▶ Extract to read
NSX-T 3.0 Design Bootcamp2: NSX Manager 1-1
This is the continuation of my first design blog. In this “NSX-T 3.0 Design Bootcamp: Part 2 – NSX Manager 1-1” blog, let’s look at some of the key design considerations. And the key effort here, I would say to look at the NSX-T manager design process from viewpoints such as
- Logical connectivity: IP access and load balancing
- NSX Manager: failure scenario
Logical Connectivity — IP access and load-balancing
Primarily there are four different design/deployment considerations when you go for the NSX-T manager cluster access.
1- NSX-T Management cluster with standalone IP’s: This is the default mode. With this, the nodes in the cluster instances will make use of its own management IP’s for access. These IP’s can be used for operating and administrating the NSX-T manager.
2- NSX-T Management cluster with cluster VIP: From a design recommendation perspective, this method of access is not very ideal. The key reason being, the cluster VIP always ties to one of the NSX-T Manager instances (as active), it does not balance the requests. This poses scalability issues especially with few applications that generate too many API requests against the NSX-T manager. The example would be a cluster like Enterprise PKS running with a large number of Kubernetes clusters.
3- NSX-T Management Cluster with external load balancer Virtual IP: The load balancer VIP can load balances traffic to all NSX-T Manager instances in a round-robin fashion. Even though this incurs additional effort, it can help with the use cases such as using different or same IP subnets and securing access to the cluster
4-TCP/UDP port-requirements: NSX-T Manager uses certain TCP and UDP ports to communicate with other components. Evidently, these L4 port requirements are in this URL and these must be open in the firewall to allow the access
NSX Manager: Failure Scenarios
There are three scenarios to ponder about when you analyze the possible failure cases. And the below diagram explain it well
Scenario1: Any good design should anticipate one component failure. And the scenario of one NSX manager host fails case, the rest of the nodes will be able to take over. Importantly, all the operations and the show will continue without any issues.

▶ Excerpted data
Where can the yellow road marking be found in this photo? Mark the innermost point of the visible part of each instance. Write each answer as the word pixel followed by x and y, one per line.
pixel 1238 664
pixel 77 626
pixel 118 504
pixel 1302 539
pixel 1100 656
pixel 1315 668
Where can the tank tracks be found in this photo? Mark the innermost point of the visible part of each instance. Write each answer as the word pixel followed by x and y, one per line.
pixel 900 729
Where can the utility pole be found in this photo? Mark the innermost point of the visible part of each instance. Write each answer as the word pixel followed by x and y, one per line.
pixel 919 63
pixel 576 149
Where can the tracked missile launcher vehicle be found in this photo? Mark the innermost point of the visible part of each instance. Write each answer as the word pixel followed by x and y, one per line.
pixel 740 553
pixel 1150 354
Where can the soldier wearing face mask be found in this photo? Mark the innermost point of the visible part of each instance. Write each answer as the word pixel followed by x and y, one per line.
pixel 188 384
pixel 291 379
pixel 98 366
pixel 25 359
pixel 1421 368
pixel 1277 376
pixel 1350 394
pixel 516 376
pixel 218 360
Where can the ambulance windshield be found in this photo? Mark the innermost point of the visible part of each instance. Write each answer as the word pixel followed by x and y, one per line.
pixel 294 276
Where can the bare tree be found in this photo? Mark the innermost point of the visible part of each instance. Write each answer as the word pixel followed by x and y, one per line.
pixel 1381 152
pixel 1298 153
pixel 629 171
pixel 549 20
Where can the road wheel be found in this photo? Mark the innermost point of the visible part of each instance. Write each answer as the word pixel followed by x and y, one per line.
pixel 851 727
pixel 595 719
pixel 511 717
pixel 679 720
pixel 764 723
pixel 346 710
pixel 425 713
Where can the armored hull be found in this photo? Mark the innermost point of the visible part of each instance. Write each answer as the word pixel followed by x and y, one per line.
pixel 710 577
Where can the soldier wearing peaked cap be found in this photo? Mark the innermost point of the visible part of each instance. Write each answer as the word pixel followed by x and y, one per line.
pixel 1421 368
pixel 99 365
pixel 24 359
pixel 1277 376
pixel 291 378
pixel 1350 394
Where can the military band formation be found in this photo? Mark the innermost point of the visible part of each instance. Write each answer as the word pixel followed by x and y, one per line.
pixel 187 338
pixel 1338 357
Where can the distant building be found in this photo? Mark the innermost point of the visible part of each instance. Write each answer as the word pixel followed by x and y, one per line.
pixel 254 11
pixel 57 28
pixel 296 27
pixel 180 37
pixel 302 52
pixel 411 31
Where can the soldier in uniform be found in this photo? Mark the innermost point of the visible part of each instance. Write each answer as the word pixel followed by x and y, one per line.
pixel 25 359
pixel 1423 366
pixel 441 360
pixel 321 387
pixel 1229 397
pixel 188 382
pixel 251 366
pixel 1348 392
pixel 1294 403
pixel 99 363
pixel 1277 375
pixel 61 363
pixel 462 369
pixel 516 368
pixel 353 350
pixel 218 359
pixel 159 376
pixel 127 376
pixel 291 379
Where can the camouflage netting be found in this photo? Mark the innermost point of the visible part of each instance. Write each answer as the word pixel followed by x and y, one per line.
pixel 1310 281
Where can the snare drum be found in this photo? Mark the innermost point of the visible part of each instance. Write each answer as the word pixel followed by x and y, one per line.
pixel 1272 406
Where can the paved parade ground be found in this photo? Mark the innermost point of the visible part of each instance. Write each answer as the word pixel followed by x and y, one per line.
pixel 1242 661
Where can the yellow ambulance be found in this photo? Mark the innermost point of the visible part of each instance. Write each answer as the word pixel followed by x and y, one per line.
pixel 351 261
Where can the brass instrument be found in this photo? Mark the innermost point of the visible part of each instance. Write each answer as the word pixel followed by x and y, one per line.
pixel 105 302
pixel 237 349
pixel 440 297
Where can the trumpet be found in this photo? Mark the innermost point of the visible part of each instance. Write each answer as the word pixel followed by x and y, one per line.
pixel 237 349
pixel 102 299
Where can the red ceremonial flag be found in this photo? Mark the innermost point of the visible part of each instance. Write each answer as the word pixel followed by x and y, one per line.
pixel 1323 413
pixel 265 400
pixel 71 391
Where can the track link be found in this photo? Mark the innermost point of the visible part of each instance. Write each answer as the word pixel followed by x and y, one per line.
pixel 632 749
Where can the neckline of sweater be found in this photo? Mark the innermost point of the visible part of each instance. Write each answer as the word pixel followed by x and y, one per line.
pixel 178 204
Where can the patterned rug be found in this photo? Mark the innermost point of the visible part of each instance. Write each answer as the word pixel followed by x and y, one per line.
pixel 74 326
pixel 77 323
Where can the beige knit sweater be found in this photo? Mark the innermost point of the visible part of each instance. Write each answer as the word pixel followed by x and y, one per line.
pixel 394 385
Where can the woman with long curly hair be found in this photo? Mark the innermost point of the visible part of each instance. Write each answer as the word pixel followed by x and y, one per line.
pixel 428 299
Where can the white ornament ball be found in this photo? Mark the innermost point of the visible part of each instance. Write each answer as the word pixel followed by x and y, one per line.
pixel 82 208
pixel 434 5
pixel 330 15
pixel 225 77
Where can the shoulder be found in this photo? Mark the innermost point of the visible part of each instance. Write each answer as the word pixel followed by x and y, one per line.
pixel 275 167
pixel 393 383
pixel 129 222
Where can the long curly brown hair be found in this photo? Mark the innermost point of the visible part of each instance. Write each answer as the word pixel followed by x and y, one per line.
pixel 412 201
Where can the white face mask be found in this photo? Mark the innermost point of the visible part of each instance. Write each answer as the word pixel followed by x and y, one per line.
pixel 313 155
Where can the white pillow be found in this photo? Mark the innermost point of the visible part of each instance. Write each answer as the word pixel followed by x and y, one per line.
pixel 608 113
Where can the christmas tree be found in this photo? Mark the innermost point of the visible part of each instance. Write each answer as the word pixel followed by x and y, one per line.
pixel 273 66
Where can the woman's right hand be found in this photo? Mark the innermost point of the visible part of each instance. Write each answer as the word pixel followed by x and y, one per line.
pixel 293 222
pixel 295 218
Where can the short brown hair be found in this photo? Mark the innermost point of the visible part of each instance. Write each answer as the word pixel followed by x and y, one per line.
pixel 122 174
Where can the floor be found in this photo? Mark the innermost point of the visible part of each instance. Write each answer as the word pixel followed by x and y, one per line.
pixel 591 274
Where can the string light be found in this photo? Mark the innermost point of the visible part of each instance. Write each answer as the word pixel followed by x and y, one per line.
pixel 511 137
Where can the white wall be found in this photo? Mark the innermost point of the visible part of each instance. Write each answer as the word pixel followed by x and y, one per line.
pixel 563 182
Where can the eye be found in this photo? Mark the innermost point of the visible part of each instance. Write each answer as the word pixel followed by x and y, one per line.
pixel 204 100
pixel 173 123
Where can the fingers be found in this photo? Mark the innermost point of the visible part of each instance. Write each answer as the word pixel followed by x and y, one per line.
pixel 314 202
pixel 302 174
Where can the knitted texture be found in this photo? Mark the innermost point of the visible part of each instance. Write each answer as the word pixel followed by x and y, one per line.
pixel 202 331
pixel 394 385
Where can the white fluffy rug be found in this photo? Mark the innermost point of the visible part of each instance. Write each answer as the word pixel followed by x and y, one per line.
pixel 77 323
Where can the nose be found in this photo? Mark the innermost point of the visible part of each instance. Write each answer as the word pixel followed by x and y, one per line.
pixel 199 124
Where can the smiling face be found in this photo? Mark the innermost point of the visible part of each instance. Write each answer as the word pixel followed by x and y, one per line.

▶ Task to complete
Please check each statement against the NSX-T Manager design text above, answering yes or no and quoting the words from the text that decide it. 1. The cluster VIP spreads requests across all NSX-T Manager instances. 2. Using standalone IPs for the management cluster is the default mode. 3. If one NSX manager host fails, the other nodes can take over.

▶ Solution to this problem
1. No: "it does not balance the requests"
2. Yes: "This is the default mode."
3. Yes: "the rest of the nodes will be able to take over"